Output all the data exactly. Pictures do not belong in the copy.

PROVIDED MATERIAL:
##############################
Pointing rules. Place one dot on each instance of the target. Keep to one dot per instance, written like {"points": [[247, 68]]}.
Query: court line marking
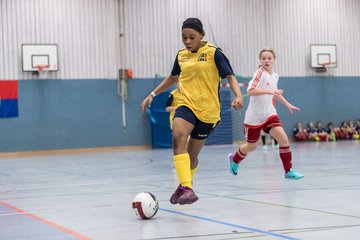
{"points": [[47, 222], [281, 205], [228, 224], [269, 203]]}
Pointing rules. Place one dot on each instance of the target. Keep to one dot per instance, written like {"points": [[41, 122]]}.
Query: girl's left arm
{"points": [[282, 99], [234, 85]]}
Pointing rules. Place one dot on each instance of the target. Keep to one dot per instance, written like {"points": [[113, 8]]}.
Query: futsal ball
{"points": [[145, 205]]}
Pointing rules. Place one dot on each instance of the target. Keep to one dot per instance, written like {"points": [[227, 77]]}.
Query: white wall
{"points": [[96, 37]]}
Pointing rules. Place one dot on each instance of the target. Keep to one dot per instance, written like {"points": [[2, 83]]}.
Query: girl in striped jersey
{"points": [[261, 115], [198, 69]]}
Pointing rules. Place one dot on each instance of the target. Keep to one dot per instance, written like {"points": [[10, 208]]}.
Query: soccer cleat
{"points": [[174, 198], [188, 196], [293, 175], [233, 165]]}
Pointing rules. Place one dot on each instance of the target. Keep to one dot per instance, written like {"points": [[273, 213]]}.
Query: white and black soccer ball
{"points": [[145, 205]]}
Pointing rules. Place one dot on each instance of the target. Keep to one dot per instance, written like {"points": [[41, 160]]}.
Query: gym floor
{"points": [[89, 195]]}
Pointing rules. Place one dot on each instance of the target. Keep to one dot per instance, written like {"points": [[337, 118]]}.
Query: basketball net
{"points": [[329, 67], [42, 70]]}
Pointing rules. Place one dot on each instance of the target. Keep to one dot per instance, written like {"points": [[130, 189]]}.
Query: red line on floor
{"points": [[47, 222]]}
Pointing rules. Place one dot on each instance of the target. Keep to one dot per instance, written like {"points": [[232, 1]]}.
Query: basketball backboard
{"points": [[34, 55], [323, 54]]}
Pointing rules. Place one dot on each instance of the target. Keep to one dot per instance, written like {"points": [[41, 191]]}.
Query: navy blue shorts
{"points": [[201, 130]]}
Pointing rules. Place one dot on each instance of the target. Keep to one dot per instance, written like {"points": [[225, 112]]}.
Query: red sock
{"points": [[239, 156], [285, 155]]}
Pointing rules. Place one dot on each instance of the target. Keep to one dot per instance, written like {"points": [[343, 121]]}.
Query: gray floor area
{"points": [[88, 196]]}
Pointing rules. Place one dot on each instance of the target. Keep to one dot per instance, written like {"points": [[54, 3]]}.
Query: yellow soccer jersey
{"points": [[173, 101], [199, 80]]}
##############################
ANSWER TO THIS PROBLEM:
Pointing rules. Place one dot on each instance of the target. Keep to one dot per instance, written like {"points": [[247, 68]]}.
Query: court line marking
{"points": [[47, 222], [281, 205], [228, 224], [269, 203]]}
Pointing rules. Place one dot on each instance of the target. Keep to one dot per instance, written like {"points": [[41, 122]]}.
Query: girl's left arm
{"points": [[282, 99], [234, 85]]}
Pointing rules. Place one dot on each instance of the target. Keep to one dot per instance, written like {"points": [[113, 8]]}.
Query: futsal ball
{"points": [[145, 205]]}
Pointing rules. Place one dot on each instance of the target. Keep to one dot per instance, written like {"points": [[227, 77]]}.
Query: white wall
{"points": [[96, 37]]}
Pointing rules. Place one dot on each instance of the target. Keep to one dot per instance, written like {"points": [[2, 83]]}.
Query: girl in striped jersey
{"points": [[261, 115], [198, 69]]}
Pointing rules. Place one dot on each instance of the target. Keep to one dot per instance, written like {"points": [[10, 208]]}.
Query: soccer cleat
{"points": [[174, 198], [188, 196], [293, 175], [233, 165]]}
Pointing rules. Place one dot on each instance of the target. Keep to one dot per instance, written like {"points": [[273, 213]]}.
Query: white and black soccer ball
{"points": [[145, 205]]}
Pointing rules. Place one dot on each instance of the target. Keep to one dot per instance, written like {"points": [[41, 160]]}.
Query: gym floor
{"points": [[89, 195]]}
Pointing rules. Place one dot on each instance of the target. Keep to one dot per instance, written like {"points": [[337, 118]]}.
Query: basketball net
{"points": [[329, 67], [42, 70]]}
Pointing rules. Place one dot on each instance of the target. Keep to one dot per instance, written like {"points": [[130, 189]]}.
Query: red line on floor
{"points": [[47, 222]]}
Pointing rules. Place one dot on each instance of the target. Keep to one dot per instance, written like {"points": [[232, 1]]}.
Query: basketball backboard
{"points": [[34, 55], [323, 54]]}
Pointing rules. Place one dot on each instance of the target. Keep to one dot per instance, written like {"points": [[41, 191]]}.
Query: navy blue shorts
{"points": [[201, 130]]}
Pointing rules. Place one dot on each instance of the target. Keep to one dot per instance, written like {"points": [[225, 112]]}.
Query: red sock
{"points": [[239, 156], [285, 155]]}
Pointing rules. Place one dot on each instance of the target. Keep to one dot per instance, written like {"points": [[343, 121]]}.
Query: gray floor area
{"points": [[88, 196]]}
Pointing rules. Place one dot on each instance of the target. Keep to one dot per instance, written like {"points": [[54, 3]]}.
Query: yellow soccer jersey
{"points": [[173, 101], [199, 80]]}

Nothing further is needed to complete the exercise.